Written problem: Your task is to extract the lines from the one holding "pavement in this photo." through the end of the material. Set them down exactly and add nothing.

Rows from a pointing dataset:

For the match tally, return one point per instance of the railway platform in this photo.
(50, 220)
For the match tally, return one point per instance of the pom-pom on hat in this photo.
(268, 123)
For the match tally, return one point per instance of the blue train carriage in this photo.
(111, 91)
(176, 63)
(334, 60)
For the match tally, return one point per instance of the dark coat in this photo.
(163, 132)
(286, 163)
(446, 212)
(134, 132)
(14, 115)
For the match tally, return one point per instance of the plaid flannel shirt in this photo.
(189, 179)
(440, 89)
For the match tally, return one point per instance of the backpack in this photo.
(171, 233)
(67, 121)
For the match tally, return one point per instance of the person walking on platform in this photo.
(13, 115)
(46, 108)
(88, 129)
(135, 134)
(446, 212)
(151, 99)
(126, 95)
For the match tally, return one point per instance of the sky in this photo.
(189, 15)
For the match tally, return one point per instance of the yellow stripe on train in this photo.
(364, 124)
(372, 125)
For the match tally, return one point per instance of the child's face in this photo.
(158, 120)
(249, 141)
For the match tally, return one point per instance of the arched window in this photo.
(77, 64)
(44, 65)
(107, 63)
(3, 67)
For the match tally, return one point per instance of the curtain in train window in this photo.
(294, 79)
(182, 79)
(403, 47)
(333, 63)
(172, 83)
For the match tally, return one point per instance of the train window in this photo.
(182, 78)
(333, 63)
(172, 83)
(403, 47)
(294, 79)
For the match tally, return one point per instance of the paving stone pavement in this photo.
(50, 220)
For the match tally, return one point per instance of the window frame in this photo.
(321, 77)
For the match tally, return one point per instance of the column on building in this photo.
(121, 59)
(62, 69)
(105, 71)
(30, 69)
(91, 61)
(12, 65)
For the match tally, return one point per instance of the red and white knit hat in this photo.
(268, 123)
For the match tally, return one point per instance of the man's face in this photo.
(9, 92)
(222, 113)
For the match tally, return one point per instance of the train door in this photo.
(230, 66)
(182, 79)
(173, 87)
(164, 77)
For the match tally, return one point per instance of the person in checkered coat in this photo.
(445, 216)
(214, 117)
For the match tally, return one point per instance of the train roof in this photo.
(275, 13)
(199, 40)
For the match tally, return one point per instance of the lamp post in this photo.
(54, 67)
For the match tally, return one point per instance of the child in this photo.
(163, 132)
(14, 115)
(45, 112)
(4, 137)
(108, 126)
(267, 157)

Task result:
For the match tally, return one point per instance of the paving stone pavement in this photo.
(50, 220)
For the match tally, return one point per instance of the window frame in this photo.
(321, 77)
For the match tally, return one point per instance of the column on building in this photo.
(121, 59)
(62, 69)
(105, 71)
(30, 69)
(91, 61)
(12, 65)
For the match tally, return one point per instance of the red and white knit hat in this photo.
(268, 123)
For the match tally, return one point per instance of the man's face in this photo.
(9, 92)
(222, 113)
For the match tally, return one point per instance of the train door in this photo.
(230, 66)
(182, 79)
(173, 87)
(164, 77)
For the match tally, return one point per instance of the person in checkered coat in this photo.
(445, 216)
(214, 117)
For the match tally, return one point per instance of the train roof in this photo.
(275, 13)
(199, 40)
For the match tally, return one point per instance of the lamp post in this photo.
(54, 67)
For the match tally, return one point per instance of the child in this photo.
(163, 132)
(14, 115)
(45, 112)
(4, 137)
(108, 126)
(267, 157)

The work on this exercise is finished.